Given passage →
Replay By Ken Grimwood: Suntup Editions Replay Suntup Replay, and as this time travel tale goes on, the suspenseful, metaphysical, time-mind warp grips the reader’s heart tighter and tighter.
This is a Spoiler-Free** Preview Review of the upcoming Suntup Editions for Ken Grimwood’s award-winning novel Replay.
Conjuring all of the mystery of time travel, the philosophy behind its implications and the personal touch of experiencing love throughout the flux is why Isaac Asimov’s The End of Eternity is my favorite book by Asimov, and Grimwood’s Replay has all of these elements and a magic about it, while being an incredibly fresh and vibrant and innovative tale all of its own.
I know of no book like Replay.
The only hint as to the last book release from Suntup Editions was the publisher, Paul Suntup himself, who said this was one of his favorite books.
Despite having the utmost faith in his judgement as an extremely well-read human, a poet, and a brilliant crafter of fine press books, I was taken aback when I saw Replay announced; I had not heard of it.
I will admit to being flummoxed – as a science fiction writer and fanatic, how did I miss this – and I doubted whether or not I should invest in one of the upcoming editions from Suntup, despite their out-of-this-world design and attention to detail.
I was wrong to doubt. I was so wrong.
I read the book in a few days; I could not put it down.
I think the only reason more folks have not heard of Ken Grimwood is that the author tragically died of a heart attack young, not unlike Replay’s protagonist Jeff Winston who dies abruptly at age 43 – at the same day and time – and awakes with all memories of his past life, but back where he was at the age of 18 in the early 1960’s.

Stated task 1 → Translate this sentence from the review of Replay into Spanish: "I read the book in a few days; I could not put it down."
Stated task 2 → Swap "arched window" for "chimney" throughout the records, then write the records out again with nothing else changed.
The records that follow are unrelated to the review of Replay.

Data to process →

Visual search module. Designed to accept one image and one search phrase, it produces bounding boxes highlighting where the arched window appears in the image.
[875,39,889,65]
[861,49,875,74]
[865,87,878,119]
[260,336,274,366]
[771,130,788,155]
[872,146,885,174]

Exercise output 1 → Leí el libro en unos pocos días; no podía dejarlo.

Exercise output 2 →
Visual search module. Designed to accept one image and one search phrase, it produces bounding boxes highlighting where the chimney appears in the image.
[875,39,889,65]
[861,49,875,74]
[865,87,878,119]
[260,336,274,366]
[771,130,788,155]
[872,146,885,174]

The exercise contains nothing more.